▶ _What you will do_
Send back all the data below, exactly as given.

▶ _Data lines_
------------

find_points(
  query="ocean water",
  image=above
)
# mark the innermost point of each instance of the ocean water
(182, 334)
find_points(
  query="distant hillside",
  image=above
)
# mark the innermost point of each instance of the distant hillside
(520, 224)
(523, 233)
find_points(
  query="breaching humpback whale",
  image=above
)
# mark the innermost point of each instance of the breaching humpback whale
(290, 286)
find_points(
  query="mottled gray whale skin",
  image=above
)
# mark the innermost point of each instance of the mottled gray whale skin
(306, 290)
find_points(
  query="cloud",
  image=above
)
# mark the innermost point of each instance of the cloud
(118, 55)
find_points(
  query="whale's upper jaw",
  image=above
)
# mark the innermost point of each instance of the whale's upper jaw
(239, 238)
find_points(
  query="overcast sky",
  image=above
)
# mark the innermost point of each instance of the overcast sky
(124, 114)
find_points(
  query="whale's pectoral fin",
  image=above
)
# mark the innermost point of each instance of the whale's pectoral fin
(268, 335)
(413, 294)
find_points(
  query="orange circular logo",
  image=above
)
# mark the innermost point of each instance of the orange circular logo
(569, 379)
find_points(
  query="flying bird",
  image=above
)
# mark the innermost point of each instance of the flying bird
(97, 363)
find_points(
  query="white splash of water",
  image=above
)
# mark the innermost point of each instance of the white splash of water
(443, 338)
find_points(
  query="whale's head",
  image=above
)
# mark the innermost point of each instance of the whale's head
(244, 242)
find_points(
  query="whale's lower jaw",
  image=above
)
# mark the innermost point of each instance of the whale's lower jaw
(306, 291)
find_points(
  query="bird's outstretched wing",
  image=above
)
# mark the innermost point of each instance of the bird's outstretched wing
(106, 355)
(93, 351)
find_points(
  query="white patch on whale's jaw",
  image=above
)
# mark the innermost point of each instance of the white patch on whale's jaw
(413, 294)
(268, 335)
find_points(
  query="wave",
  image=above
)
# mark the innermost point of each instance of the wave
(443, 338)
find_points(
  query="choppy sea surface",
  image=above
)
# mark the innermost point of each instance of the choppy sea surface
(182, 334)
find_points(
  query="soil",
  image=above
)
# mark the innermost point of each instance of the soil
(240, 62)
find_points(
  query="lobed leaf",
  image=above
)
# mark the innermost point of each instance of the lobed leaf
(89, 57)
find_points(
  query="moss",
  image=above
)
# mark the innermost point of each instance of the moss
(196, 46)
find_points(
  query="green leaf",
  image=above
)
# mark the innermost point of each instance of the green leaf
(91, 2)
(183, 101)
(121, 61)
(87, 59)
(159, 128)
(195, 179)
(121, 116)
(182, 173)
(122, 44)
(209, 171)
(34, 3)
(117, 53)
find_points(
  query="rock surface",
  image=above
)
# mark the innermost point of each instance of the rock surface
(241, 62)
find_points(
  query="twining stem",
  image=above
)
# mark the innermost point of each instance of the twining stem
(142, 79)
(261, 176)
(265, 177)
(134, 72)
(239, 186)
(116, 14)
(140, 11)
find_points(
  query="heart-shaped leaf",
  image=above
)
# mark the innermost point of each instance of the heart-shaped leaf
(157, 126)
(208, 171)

------------

▶ _Solved exercise_
find_points(
  query="ocean water",
  image=above
)
# mark the innermost point of each instance of the ocean water
(182, 334)
find_points(
  query="distant hillside",
  image=above
)
# mark the innermost point of each instance of the distant hillside
(520, 224)
(523, 233)
find_points(
  query="breaching humpback whale",
  image=above
)
# mark the innermost point of each instance of the breaching humpback whale
(290, 286)
find_points(
  query="mottled gray whale skin",
  image=above
)
# mark the innermost point of each instance of the mottled gray whale skin
(306, 290)
find_points(
  query="cloud",
  image=above
)
# mark the innermost point of each instance of the cloud
(118, 55)
find_points(
  query="whale's upper jaw",
  image=above
)
# mark the innermost point of each instance of the whale's upper jaw
(239, 238)
find_points(
  query="overcast sky",
  image=above
)
# mark the innermost point of each instance of the overcast sky
(124, 114)
find_points(
  query="whale's pectoral fin",
  image=above
)
# mark the innermost point of each instance of the whale's pectoral fin
(268, 335)
(413, 294)
find_points(
  query="orange circular logo",
  image=above
)
# mark the innermost point of each instance of the orange circular logo
(569, 379)
find_points(
  query="flying bird",
  image=above
)
# mark the innermost point of each instance of the flying bird
(97, 363)
find_points(
  query="white splash of water",
  image=above
)
# mark the innermost point of each instance of the white splash of water
(443, 338)
find_points(
  query="whale's head",
  image=above
)
# mark the innermost point of each instance of the whale's head
(244, 242)
find_points(
  query="whale's lower jaw",
  image=above
)
# mark the innermost point of each instance of the whale's lower jaw
(306, 291)
find_points(
  query="bird's outstretched wing",
  image=above
)
# mark the innermost point of each instance of the bird's outstretched wing
(106, 355)
(93, 351)
find_points(
  query="white patch on whale's jaw",
  image=above
)
# mark the innermost point of each instance of the white patch on whale's jaw
(413, 294)
(268, 335)
find_points(
  query="wave",
  image=above
)
# mark the innermost point of each instance of the wave
(443, 338)
find_points(
  query="choppy sea surface",
  image=above
)
# mark the innermost point of each instance of the choppy sea surface
(182, 334)
find_points(
  query="soil",
  image=above
)
# mark the innermost point of each instance of the soil
(240, 62)
find_points(
  query="lobed leaf",
  image=above
)
# mark the innermost point of each instance of the lobed leaf
(89, 57)
find_points(
  query="moss",
  image=above
)
# mark the innermost point of each instance of the moss
(196, 46)
find_points(
  query="green leaf",
  image=above
)
# mark the innermost point of each instance of the green leaf
(91, 2)
(183, 101)
(121, 61)
(87, 59)
(159, 128)
(195, 179)
(121, 116)
(182, 173)
(122, 44)
(209, 171)
(34, 3)
(117, 53)
find_points(
  query="rock surface",
  image=above
)
# mark the innermost point of each instance of the rock surface
(241, 62)
find_points(
  query="twining stem",
  image=above
)
# mark the innermost point of each instance of the twining stem
(142, 79)
(261, 176)
(265, 177)
(134, 72)
(239, 186)
(116, 14)
(140, 11)
find_points(
  query="heart-shaped leaf",
  image=above
)
# mark the innermost point of each instance of the heart-shaped leaf
(157, 126)
(208, 171)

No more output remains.